WORK TO BE COMPLETED. Can you pull out every line of the material from the one containing "of the brick" through the last line, inclusive, and reproduce them word for word?

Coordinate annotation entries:
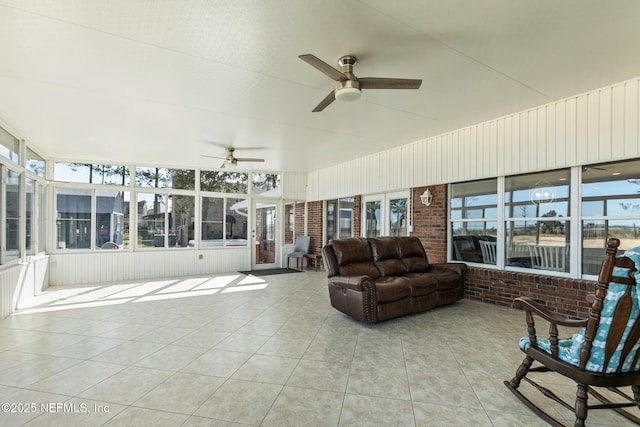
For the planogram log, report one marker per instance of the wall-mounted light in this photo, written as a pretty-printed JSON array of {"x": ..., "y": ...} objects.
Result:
[{"x": 426, "y": 197}]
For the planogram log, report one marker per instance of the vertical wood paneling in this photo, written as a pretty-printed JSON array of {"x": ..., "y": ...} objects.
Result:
[
  {"x": 550, "y": 135},
  {"x": 632, "y": 119},
  {"x": 532, "y": 143},
  {"x": 541, "y": 138},
  {"x": 9, "y": 282},
  {"x": 492, "y": 148},
  {"x": 617, "y": 120},
  {"x": 604, "y": 125},
  {"x": 516, "y": 144},
  {"x": 509, "y": 154},
  {"x": 101, "y": 267},
  {"x": 599, "y": 126},
  {"x": 582, "y": 129},
  {"x": 500, "y": 146},
  {"x": 593, "y": 126}
]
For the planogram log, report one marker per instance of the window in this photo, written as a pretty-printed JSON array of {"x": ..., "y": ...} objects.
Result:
[
  {"x": 474, "y": 221},
  {"x": 179, "y": 179},
  {"x": 165, "y": 220},
  {"x": 293, "y": 221},
  {"x": 537, "y": 220},
  {"x": 385, "y": 214},
  {"x": 339, "y": 218},
  {"x": 398, "y": 216},
  {"x": 151, "y": 220},
  {"x": 31, "y": 222},
  {"x": 373, "y": 220},
  {"x": 224, "y": 182},
  {"x": 112, "y": 219},
  {"x": 610, "y": 207},
  {"x": 12, "y": 221},
  {"x": 91, "y": 174},
  {"x": 73, "y": 218}
]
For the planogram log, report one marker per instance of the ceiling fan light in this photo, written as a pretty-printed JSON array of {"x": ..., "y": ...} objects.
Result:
[
  {"x": 348, "y": 94},
  {"x": 348, "y": 90}
]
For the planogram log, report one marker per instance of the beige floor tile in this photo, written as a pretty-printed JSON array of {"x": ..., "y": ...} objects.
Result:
[
  {"x": 275, "y": 356},
  {"x": 218, "y": 363},
  {"x": 364, "y": 411},
  {"x": 182, "y": 392},
  {"x": 320, "y": 375},
  {"x": 304, "y": 407},
  {"x": 171, "y": 357},
  {"x": 267, "y": 369},
  {"x": 140, "y": 417},
  {"x": 257, "y": 399}
]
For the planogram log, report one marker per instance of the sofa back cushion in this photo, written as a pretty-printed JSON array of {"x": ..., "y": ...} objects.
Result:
[
  {"x": 413, "y": 255},
  {"x": 353, "y": 257},
  {"x": 386, "y": 256}
]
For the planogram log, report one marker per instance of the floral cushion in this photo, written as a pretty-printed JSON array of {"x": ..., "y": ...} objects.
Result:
[{"x": 569, "y": 349}]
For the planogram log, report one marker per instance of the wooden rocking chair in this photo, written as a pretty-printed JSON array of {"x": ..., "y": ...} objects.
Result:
[{"x": 601, "y": 355}]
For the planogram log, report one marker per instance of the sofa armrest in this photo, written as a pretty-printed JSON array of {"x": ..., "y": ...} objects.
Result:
[
  {"x": 357, "y": 283},
  {"x": 458, "y": 267}
]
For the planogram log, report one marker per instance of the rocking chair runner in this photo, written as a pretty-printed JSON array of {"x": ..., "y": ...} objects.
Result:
[{"x": 603, "y": 354}]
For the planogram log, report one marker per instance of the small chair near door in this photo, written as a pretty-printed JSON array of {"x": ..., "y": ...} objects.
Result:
[
  {"x": 602, "y": 358},
  {"x": 300, "y": 251}
]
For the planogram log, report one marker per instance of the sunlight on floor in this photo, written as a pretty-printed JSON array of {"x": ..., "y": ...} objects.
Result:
[{"x": 71, "y": 298}]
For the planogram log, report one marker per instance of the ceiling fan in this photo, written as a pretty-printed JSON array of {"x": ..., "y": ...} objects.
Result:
[
  {"x": 232, "y": 160},
  {"x": 348, "y": 86}
]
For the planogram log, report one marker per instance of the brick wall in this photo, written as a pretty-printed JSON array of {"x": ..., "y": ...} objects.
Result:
[{"x": 562, "y": 295}]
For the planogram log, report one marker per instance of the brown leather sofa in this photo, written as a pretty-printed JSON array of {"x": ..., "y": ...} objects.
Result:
[{"x": 379, "y": 278}]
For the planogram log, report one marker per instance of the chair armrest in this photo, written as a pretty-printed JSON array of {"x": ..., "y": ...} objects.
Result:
[
  {"x": 357, "y": 283},
  {"x": 532, "y": 306}
]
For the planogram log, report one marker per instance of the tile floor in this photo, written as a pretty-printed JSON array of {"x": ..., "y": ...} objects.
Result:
[{"x": 233, "y": 350}]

WRITTEN SOLUTION.
For the planogram log, report one marker per instance of the brick wall in this photo, written as a pretty-printed JSON array of {"x": ..., "y": ...} objects.
Result:
[{"x": 562, "y": 295}]
For the planogram log, report one marker per instance of the brown leather sofa in this photo, written as a pretty-printed JSON array of {"x": ..., "y": ...} objects.
Result:
[{"x": 379, "y": 278}]
For the planogram log, report one marker per instance of the chair armrest in this photo, written as a pretty-printed JSON array of {"x": ..., "y": ...} objects.
Result:
[
  {"x": 357, "y": 283},
  {"x": 532, "y": 306}
]
For the planogram log, report one marker per instance of the tile floor in this photo, written as a pretty-printed JSON array of {"x": ..., "y": ...} objects.
Result:
[{"x": 233, "y": 350}]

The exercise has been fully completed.